Immer mehr Deutsche suchen sich eine Arbeit im Ausland – wenn es sein muss, auch zu ortsüblichen Löhnen in Indien oder China.

 

"Haben Sie Interesse an einer nicht alltäglichen Aufgabe?", lockt das Angebot in "Markt und Chance", dem Stellenanzeigen-Blatt der Bundesagentur für Arbeit: "Unterrichten Sie als Englischlehrer/in im Reich der Mitte." Inklusive Unterkunft liege die Vergütung bei 220 bis 600 Euro im Monat, heißt es weiter, aber: "Aufgrund der niedrigeren Lebenshaltungskosten können Sie damit Ihre Ausgaben für den täglichen Lebensbedarf decken." Rund zwanzig Bewerber hätten bislang auf die Anzeige geantwortet, sagt Sabine Seidler, Sprecherin der Zentralstelle für Arbeitsvermittlung der Bundesagentur für Arbeit.

 

Die Vermittlungen ins Ausland nähmen zu, erklärt Seidler: 2003 verließen 6500 Jobsucher mit Hilfe der Arbeitsagentur Deutschland, im vergangenen Jahr stieg ihre Zahl auf 9100. Rund zwei Drittel der Leute seien arbeitslos gewesen, bevor sie im Ausland - etwa in Metallbetrieben, in der Baubranche, in Krankenhäusern oder im Hotelgewerbe - Arbeit annahmen. Die meisten bleiben in Europa: Österreich, die Schweiz, die Niederlande und Großbritannien führen die Liste der Einwanderungsländer an. In der Schweiz sind die Wirtschaftsflüchtlinge inzwischen so zahlreich, dass in der Zeitung "Weltwoche" unlängst ein Artikel über die Integrationsprobleme deutscher Gastarbeiter erschien.

━━━━━━

• Kurze Aufgabe a: Gib aus den Datensätzen die Zeilen unverändert wieder: Beginne bei der Zeile mit "the bird's open" und höre nach der Zeile mit "x=153 y=129" auf.

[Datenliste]
━━━━━━

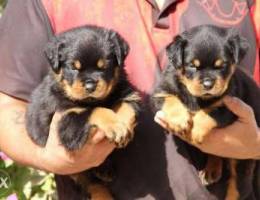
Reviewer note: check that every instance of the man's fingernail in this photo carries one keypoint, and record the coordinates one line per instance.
(228, 99)
(160, 114)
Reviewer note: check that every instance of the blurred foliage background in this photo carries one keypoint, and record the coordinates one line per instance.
(2, 5)
(26, 183)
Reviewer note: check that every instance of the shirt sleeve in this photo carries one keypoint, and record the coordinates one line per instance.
(24, 31)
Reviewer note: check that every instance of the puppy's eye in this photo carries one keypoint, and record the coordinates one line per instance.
(219, 63)
(196, 63)
(76, 65)
(101, 63)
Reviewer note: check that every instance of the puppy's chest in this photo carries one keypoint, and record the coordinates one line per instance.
(214, 110)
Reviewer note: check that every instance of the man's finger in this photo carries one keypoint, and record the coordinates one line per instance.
(159, 119)
(98, 137)
(239, 108)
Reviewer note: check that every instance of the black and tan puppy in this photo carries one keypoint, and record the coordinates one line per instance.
(203, 68)
(88, 85)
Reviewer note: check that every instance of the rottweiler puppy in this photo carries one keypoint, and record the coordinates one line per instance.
(88, 85)
(203, 68)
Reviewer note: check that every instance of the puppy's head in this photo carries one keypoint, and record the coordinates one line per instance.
(205, 58)
(87, 61)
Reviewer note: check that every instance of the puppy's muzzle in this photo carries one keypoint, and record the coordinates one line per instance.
(91, 85)
(208, 83)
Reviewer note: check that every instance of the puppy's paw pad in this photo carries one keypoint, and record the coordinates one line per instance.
(209, 176)
(118, 133)
(180, 124)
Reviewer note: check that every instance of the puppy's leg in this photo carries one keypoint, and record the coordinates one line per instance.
(96, 191)
(202, 125)
(177, 116)
(73, 128)
(127, 112)
(213, 170)
(107, 120)
(232, 191)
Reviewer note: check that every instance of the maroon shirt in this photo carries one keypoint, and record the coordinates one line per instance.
(155, 165)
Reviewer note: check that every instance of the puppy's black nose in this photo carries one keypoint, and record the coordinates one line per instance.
(90, 85)
(208, 83)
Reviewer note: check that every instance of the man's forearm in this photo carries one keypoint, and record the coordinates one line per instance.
(14, 140)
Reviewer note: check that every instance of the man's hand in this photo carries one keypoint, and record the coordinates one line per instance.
(239, 140)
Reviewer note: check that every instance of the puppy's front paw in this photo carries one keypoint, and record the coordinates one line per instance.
(212, 172)
(176, 116)
(115, 130)
(179, 123)
(203, 123)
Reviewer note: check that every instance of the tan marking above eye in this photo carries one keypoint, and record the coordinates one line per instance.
(196, 62)
(101, 63)
(77, 64)
(219, 63)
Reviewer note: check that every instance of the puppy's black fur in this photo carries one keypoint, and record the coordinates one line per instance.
(203, 68)
(86, 73)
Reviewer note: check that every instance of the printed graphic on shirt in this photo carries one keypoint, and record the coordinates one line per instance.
(234, 15)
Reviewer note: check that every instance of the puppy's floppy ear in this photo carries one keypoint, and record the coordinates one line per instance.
(54, 54)
(237, 45)
(120, 46)
(175, 51)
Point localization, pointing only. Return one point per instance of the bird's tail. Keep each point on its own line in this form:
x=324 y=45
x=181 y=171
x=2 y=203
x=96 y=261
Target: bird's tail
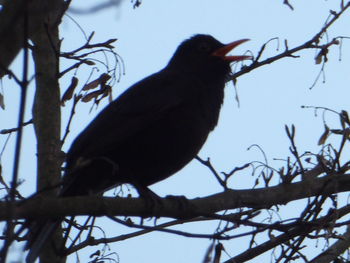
x=40 y=234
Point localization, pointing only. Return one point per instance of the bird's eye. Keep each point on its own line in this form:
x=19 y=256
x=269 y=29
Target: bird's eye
x=204 y=47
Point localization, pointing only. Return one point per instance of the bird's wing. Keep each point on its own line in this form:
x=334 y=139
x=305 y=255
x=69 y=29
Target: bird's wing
x=141 y=105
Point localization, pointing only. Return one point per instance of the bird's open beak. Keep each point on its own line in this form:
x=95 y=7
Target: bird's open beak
x=221 y=52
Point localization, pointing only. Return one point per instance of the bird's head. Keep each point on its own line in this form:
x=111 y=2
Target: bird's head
x=203 y=53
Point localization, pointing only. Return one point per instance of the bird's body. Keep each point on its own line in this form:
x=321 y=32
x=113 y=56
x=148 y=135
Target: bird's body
x=152 y=131
x=155 y=127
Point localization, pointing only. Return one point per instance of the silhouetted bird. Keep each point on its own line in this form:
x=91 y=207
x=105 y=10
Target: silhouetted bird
x=155 y=127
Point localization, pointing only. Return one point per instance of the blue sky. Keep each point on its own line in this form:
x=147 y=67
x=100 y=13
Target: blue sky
x=270 y=97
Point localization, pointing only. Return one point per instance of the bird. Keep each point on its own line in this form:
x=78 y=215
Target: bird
x=153 y=129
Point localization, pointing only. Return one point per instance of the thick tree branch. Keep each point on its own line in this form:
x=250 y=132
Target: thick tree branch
x=230 y=199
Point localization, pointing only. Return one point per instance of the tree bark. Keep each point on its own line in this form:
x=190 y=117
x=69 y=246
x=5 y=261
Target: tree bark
x=47 y=117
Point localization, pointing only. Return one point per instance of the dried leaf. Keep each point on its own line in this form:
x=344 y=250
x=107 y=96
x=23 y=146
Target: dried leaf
x=2 y=104
x=102 y=79
x=344 y=118
x=89 y=62
x=70 y=91
x=318 y=58
x=91 y=95
x=324 y=136
x=92 y=85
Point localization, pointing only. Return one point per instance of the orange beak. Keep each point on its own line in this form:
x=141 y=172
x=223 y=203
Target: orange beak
x=221 y=52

━━━━━━

• Kurze Aufgabe b: Setze den Artikel über Deutsche, die im Ausland Arbeit suchen, nach seinem letzten Satz fort.

• Endergebnis a:
Point localization, pointing only. Return one point per instance of the bird's open beak. Keep each point on its own line in this form:
x=95 y=7
Target: bird's open beak
x=221 y=52
Point localization, pointing only. Return one point per instance of the bird's head. Keep each point on its own line in this form:
x=111 y=2
Target: bird's head
x=203 y=53
Point localization, pointing only. Return one point per instance of the bird's body. Keep each point on its own line in this form:
x=321 y=32
x=113 y=56
x=148 y=135
Target: bird's body
x=152 y=131
x=155 y=127
Point localization, pointing only. Return one point per instance of the silhouetted bird. Keep each point on its own line in this form:
x=91 y=207
x=105 y=10
Target: silhouetted bird
x=155 y=127
Point localization, pointing only. Return one point per instance of the blue sky. Keep each point on its own line in this form:
x=147 y=67
x=100 y=13
Target: blue sky
x=270 y=97
Point localization, pointing only. Return one point per instance of the bird. Keep each point on its own line in this form:
x=78 y=215
Target: bird
x=153 y=129

• Endergebnis b:
 

Integrationsprobleme hätten seine deutschen Call-Center-Mitarbeiter nicht, sagt Anshumali Saxena von der indischen Firma Tecnovate Solutions: "Indien ist in allen kulturellen Aspekten so völlig anders als Deutschland, dass nur Leute kommen, die bereit sind, sich anzupassen", sagt Saxena. Rund 100 der 1000 Mitarbeiter kämen aus Europa, darunter seien sechs Deutsche. Insgesamt stieg die Zahl der deutschen Auswanderer von 2001 bis 2003 von 109.500 auf 127.000, weiß Uwe Lohe vom Statistischen Bundesamt. Dass mehr Leute einen Job im Ausland suchen, liege unter anderem an der besseren Vermittlung und der verschärften Jobkonkurrenz, die Auslandserfahrung wichtiger mache, glaubt Sabine Seidler von der Bundesagentur für Arbeit: "Der dritte Grund liegt auf der Hand: Wir haben aus anderen Ländern teilweise Angebote für Fachkräfte, die in Deutschland einfach keine Arbeit finden."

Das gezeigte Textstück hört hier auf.